### [STORED ROWS]
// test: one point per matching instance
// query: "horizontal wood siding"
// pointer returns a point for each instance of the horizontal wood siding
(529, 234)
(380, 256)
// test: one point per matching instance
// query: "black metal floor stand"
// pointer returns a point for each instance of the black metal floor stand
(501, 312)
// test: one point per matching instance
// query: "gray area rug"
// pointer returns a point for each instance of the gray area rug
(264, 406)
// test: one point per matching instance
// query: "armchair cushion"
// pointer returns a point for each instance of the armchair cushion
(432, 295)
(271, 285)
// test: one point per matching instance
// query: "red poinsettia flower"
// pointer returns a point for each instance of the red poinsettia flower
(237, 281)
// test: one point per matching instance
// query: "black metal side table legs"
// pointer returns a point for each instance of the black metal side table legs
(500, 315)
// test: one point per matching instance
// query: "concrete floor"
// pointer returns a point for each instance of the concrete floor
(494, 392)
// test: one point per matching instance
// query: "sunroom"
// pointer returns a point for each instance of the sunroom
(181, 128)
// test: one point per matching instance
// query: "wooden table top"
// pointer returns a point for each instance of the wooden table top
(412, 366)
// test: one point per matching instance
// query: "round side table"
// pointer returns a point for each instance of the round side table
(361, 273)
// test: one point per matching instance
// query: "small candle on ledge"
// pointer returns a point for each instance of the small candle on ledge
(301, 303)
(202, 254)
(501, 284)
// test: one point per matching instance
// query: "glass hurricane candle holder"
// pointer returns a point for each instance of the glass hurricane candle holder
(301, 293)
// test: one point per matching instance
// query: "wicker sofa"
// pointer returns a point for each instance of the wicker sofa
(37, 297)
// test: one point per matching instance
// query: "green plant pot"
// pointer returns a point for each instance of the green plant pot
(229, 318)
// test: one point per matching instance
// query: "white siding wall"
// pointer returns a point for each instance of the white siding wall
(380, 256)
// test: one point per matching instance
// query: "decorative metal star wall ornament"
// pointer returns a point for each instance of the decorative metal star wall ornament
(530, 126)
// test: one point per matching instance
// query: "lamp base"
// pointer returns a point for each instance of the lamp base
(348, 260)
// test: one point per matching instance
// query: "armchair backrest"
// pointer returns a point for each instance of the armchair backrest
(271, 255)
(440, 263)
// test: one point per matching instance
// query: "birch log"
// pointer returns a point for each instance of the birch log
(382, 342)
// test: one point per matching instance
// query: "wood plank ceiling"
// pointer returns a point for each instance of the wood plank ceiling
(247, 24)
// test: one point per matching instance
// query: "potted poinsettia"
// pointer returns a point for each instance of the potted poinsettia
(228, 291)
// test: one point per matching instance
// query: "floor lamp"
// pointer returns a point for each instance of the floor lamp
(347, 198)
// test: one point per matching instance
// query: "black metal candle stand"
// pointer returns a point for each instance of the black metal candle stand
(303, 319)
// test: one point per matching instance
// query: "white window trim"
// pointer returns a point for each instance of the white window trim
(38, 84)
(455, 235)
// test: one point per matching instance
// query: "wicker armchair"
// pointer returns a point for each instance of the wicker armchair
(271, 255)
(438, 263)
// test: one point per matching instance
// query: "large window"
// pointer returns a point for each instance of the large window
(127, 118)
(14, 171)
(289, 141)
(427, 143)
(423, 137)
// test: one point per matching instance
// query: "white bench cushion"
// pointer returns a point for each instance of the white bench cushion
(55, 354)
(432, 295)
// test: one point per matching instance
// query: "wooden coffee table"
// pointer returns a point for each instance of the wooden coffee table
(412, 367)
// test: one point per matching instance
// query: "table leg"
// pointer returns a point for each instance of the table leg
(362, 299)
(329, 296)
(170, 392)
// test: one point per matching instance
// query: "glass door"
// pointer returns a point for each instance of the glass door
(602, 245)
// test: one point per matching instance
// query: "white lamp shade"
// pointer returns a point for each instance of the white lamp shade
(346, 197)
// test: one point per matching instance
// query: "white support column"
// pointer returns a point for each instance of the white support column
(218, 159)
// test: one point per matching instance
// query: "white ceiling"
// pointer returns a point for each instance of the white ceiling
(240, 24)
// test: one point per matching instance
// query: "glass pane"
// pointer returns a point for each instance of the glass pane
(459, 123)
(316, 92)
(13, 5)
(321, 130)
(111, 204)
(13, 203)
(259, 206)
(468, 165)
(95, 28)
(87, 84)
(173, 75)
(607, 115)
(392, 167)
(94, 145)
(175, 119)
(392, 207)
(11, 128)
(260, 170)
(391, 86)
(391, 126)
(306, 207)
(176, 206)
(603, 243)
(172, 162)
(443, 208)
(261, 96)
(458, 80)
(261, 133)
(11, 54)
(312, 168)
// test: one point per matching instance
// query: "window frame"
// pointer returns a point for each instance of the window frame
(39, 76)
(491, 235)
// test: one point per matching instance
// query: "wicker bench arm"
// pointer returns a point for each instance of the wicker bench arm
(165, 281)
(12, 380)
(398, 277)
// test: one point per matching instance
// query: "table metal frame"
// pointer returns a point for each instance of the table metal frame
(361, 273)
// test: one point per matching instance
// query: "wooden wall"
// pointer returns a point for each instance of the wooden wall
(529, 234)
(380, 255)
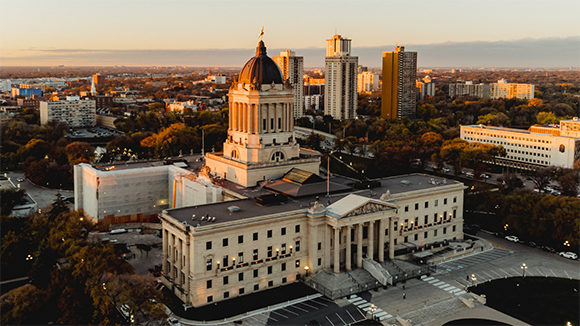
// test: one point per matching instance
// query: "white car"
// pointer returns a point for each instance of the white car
(568, 254)
(512, 238)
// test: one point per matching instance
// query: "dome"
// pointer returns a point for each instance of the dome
(261, 69)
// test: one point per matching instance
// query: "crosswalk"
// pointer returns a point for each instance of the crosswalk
(364, 305)
(457, 264)
(442, 285)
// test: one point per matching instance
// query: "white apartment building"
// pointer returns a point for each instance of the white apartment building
(73, 111)
(340, 97)
(540, 146)
(134, 193)
(292, 68)
(225, 250)
(367, 82)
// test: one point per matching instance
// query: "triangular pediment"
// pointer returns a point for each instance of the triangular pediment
(353, 205)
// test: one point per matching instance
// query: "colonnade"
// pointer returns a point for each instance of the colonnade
(247, 118)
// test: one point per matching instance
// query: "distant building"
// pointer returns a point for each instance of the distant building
(73, 111)
(292, 68)
(469, 89)
(399, 86)
(340, 98)
(425, 87)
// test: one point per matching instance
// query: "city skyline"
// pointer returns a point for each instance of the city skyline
(186, 33)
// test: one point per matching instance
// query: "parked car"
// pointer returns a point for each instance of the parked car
(548, 249)
(512, 238)
(569, 255)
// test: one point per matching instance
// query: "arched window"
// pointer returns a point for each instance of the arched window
(277, 157)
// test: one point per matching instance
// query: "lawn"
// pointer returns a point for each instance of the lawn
(535, 300)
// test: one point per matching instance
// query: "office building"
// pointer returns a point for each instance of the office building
(367, 82)
(399, 87)
(260, 144)
(539, 146)
(73, 111)
(292, 68)
(340, 97)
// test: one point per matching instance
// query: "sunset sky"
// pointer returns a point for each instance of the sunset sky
(188, 32)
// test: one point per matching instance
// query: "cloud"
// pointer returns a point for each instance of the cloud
(547, 52)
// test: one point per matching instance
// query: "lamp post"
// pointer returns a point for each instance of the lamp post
(372, 309)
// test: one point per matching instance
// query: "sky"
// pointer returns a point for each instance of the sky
(446, 33)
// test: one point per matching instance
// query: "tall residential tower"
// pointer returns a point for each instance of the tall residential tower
(292, 68)
(341, 73)
(399, 74)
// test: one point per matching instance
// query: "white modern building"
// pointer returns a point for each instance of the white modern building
(340, 96)
(126, 194)
(292, 68)
(73, 111)
(367, 82)
(540, 146)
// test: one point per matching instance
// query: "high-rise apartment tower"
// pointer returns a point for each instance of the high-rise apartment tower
(292, 68)
(341, 77)
(399, 74)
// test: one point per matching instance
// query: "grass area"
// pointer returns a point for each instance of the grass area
(535, 300)
(238, 305)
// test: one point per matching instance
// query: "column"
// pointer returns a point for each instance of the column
(382, 240)
(371, 250)
(348, 249)
(359, 246)
(392, 222)
(336, 250)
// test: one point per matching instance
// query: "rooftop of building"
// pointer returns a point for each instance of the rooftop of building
(229, 211)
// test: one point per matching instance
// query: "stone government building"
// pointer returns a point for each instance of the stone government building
(299, 224)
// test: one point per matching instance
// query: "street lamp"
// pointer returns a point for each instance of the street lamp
(372, 309)
(524, 267)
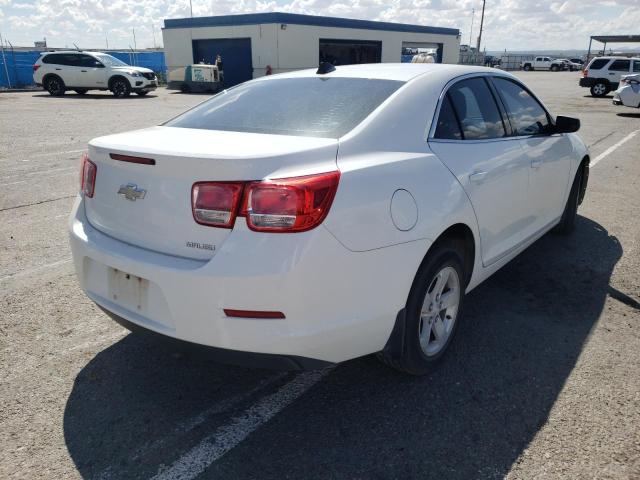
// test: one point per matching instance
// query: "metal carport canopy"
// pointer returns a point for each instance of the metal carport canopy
(616, 38)
(612, 39)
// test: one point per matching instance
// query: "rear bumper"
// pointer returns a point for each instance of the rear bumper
(231, 357)
(587, 82)
(627, 96)
(338, 304)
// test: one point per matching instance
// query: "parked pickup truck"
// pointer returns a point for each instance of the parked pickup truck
(543, 63)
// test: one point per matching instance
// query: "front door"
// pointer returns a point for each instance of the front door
(470, 137)
(92, 73)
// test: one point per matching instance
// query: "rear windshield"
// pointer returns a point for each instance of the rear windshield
(598, 63)
(307, 107)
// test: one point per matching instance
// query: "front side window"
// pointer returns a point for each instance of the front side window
(476, 110)
(68, 59)
(89, 62)
(525, 112)
(620, 65)
(307, 107)
(447, 127)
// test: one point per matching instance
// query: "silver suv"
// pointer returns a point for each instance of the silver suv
(603, 74)
(58, 72)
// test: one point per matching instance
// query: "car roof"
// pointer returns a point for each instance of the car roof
(67, 52)
(388, 71)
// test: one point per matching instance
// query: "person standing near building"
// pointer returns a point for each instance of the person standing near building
(220, 68)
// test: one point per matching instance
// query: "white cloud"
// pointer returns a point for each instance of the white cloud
(511, 24)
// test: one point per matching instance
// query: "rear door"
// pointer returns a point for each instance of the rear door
(617, 69)
(471, 139)
(547, 154)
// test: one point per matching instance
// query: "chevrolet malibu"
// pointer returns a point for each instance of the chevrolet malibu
(312, 217)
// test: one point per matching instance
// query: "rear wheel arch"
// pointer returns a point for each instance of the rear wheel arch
(399, 352)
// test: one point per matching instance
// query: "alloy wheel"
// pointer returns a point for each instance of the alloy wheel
(439, 311)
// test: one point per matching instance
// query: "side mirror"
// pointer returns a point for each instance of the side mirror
(567, 124)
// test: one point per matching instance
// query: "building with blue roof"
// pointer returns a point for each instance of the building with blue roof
(253, 44)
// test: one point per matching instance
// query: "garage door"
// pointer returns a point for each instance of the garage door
(235, 53)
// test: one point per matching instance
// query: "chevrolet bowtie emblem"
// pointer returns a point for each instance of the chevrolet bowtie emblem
(131, 192)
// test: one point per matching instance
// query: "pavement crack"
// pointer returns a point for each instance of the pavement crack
(36, 203)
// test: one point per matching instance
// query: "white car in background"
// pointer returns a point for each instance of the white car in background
(628, 93)
(81, 71)
(313, 217)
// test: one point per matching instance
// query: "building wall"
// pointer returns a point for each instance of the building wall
(295, 47)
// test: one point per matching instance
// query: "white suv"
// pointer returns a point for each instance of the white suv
(58, 72)
(603, 74)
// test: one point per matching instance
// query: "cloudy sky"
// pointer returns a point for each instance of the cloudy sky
(509, 24)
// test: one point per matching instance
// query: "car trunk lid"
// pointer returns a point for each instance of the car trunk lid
(149, 205)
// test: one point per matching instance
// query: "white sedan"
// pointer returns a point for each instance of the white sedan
(628, 93)
(313, 217)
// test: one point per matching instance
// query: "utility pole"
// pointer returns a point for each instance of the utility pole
(473, 14)
(481, 25)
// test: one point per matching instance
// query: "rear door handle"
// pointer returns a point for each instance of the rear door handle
(477, 177)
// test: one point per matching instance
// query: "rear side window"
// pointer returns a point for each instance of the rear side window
(448, 127)
(307, 107)
(598, 63)
(476, 110)
(525, 112)
(88, 61)
(620, 65)
(54, 59)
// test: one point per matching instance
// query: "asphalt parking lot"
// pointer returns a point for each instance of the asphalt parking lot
(543, 380)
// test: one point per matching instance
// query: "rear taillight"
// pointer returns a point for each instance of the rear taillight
(88, 172)
(290, 204)
(216, 204)
(284, 205)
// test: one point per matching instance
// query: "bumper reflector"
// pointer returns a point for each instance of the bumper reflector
(252, 314)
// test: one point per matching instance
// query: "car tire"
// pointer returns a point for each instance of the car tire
(120, 87)
(568, 220)
(599, 89)
(54, 85)
(429, 330)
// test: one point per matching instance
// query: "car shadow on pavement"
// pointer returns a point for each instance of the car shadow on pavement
(522, 334)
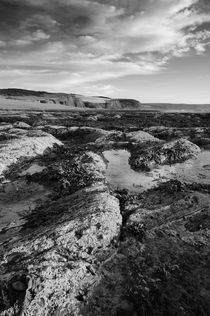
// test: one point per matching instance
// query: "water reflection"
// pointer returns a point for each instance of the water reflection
(120, 175)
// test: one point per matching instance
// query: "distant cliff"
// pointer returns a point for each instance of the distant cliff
(71, 100)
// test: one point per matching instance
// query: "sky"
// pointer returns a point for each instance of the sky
(150, 50)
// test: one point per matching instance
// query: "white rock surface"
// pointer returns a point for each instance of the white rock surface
(24, 144)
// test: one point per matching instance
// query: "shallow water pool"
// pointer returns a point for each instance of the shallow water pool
(120, 175)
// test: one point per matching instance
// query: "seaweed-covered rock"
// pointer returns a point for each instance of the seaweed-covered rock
(168, 153)
(141, 137)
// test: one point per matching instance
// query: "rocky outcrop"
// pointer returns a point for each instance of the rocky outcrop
(19, 143)
(141, 137)
(70, 100)
(55, 264)
(22, 125)
(168, 153)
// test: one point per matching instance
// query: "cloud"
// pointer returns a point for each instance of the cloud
(78, 42)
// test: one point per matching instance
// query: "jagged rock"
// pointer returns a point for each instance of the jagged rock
(21, 125)
(61, 250)
(24, 144)
(168, 153)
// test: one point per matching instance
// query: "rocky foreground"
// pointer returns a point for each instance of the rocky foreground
(80, 248)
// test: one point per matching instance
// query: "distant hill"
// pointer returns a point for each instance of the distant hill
(41, 100)
(68, 100)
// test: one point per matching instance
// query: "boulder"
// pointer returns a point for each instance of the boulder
(24, 144)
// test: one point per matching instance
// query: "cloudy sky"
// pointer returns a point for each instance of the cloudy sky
(151, 50)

### [WHAT YOU SHOULD DO]
Keep only the lines in the rows above that contain the string "plank", treating uppercase and lowercase as different.

### [WRITTEN ANSWER]
// query: "wood plank ceiling"
// pointer returns a point for each instance of the wood plank ceiling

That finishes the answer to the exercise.